EXERCICES À FAIRE ::
- a) Relevez, dans l'ordre, le nom et la date de chaque en-tête de message de la discussion sur Boot Camp.
- b) D'après la discussion sur Boot Camp, sous quel système faut-il relancer l'Assistant BootCamp pour télécharger les pilotes ?

TEXTE DONNÉ ::
Donc regarde sit tu as un menu "Action" avec l'option Telecharger les pilotes Windows (ou quelque chose d'approchant)


----------



## Fantomas06 (23 Novembre 2017)

r e m y a dit:


> La page d'assistant Apple https://support.apple.com/en-us/HT204923
> Indique bien que c'est un probleme de non téléchargement des pilotes nécessaires notamment quand "You don't hear audio from the built-in speakers of your Mac in Windows."
> 
> et elle explique ensuite comment les télécharger mais avec des écrans similaires à celui de Locke.
> ...



Wouaaaaa c'est de l'anglais ça,   bon bein je vais d'abord me mettre à l'anglais  pour essayer de régler mon problème  :-D

mais ça je le fais sous macOs ou Windows,  because i'm not the best in English et encore moin informatiquement parlant


----------



## r e m y (23 Novembre 2017)

Tu le fais sous MacOS en relançant Assistant BootCamp. 
Dans l'assistant BootCamp, tu regardes si tu as un menu nommé Action dans lequel tu dois trouver la ligne permettant de télécharger les pilotes nécessaires à Windows. 

NB: j'ai enfin trouvé la page équivalente en Français sur le site Apple
https://support.apple.com/fr-fr/HT204923


----------



## Fantomas06 (23 Novembre 2017)

r e m y a dit:


> Tu le fais sous MacOS en relançant Assistant BootCamp.
> Dans l'assistant BootCamp, tu regardes si tu as un menu nommé Action dans lequel tu dois trouver la ligne permettant de télécharger les pilotes nécessaires à Windows.
> 
> NB: j'ai enfin trouvé la page équivalente en Français sur le site Apple
> https://support.apple.com/fr-fr/HT204923





r e m y a dit:


> Tu le fais sous MacOS en relançant Assistant BootCamp.
> Dans l'assistant BootCamp, tu regardes si tu as un menu nommé Action dans lequel tu dois trouver la ligne permettant de télécharger les pilotes nécessaires à Windows.
> 
> NB: j'ai enfin trouvé la page équivalente en Français sur le site Apple
> https://support.apple.com/fr-fr/HT204923


Avec un bon Gros AC/DC dans les oreilles je vous remercies pour votre aide, Highway to Hell   putin c'est bon    
encore un gros gros gros ENORME MERCI


----------

MATÉRIEL ::
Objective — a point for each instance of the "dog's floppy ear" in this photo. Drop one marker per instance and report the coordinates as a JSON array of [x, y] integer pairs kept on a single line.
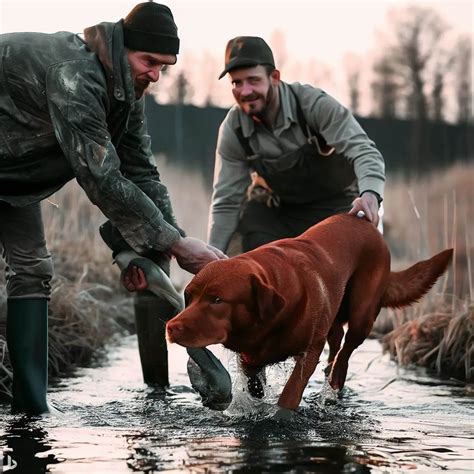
[[268, 302]]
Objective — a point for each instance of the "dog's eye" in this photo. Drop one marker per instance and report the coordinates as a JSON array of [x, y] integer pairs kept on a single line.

RÉPONSES FOURNIES ::
- a)
Fantomas06 (23 Novembre 2017)
r e m y (23 Novembre 2017)
Fantomas06 (23 Novembre 2017)

- b) Sous MacOS.